▶ [DATA LISTING]
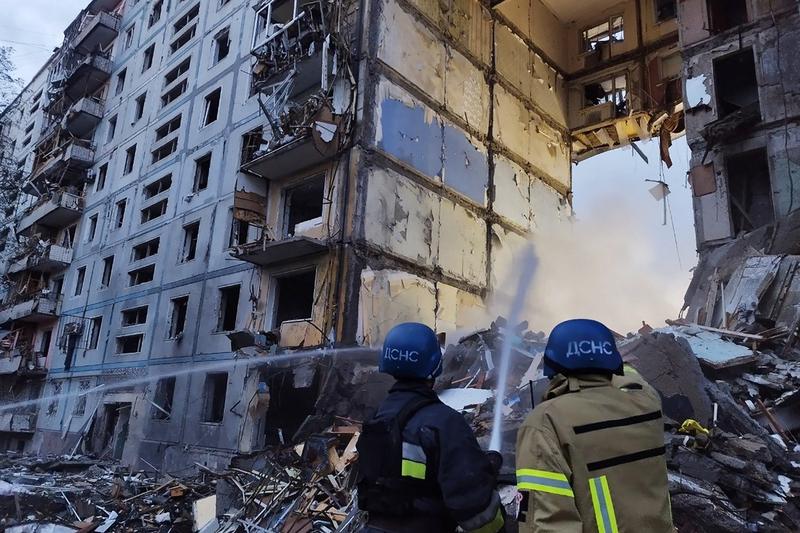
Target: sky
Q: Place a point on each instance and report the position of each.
(619, 264)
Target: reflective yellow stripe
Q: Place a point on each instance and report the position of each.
(603, 505)
(541, 473)
(412, 469)
(492, 527)
(561, 491)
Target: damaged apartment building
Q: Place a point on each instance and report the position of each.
(215, 180)
(742, 79)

▶ [WHAT THE TASK ASKS] Reproduce every line of the items above except the pictures, keeping the requests as they are, and scale each point coordinate in the answers by 0.25, rounding to whole numbers with halves going up.

▶ [RESULT BELOW]
Target: sky
Q: Place a point on each instance and report the position of each.
(155, 66)
Target: reflective yellow stripe
Q: Place a point on each instance and report the position of each.
(151, 126)
(135, 118)
(103, 117)
(123, 132)
(140, 123)
Target: damaged apartment building
Q: Place a point on each instance and report the position of each.
(54, 45)
(186, 20)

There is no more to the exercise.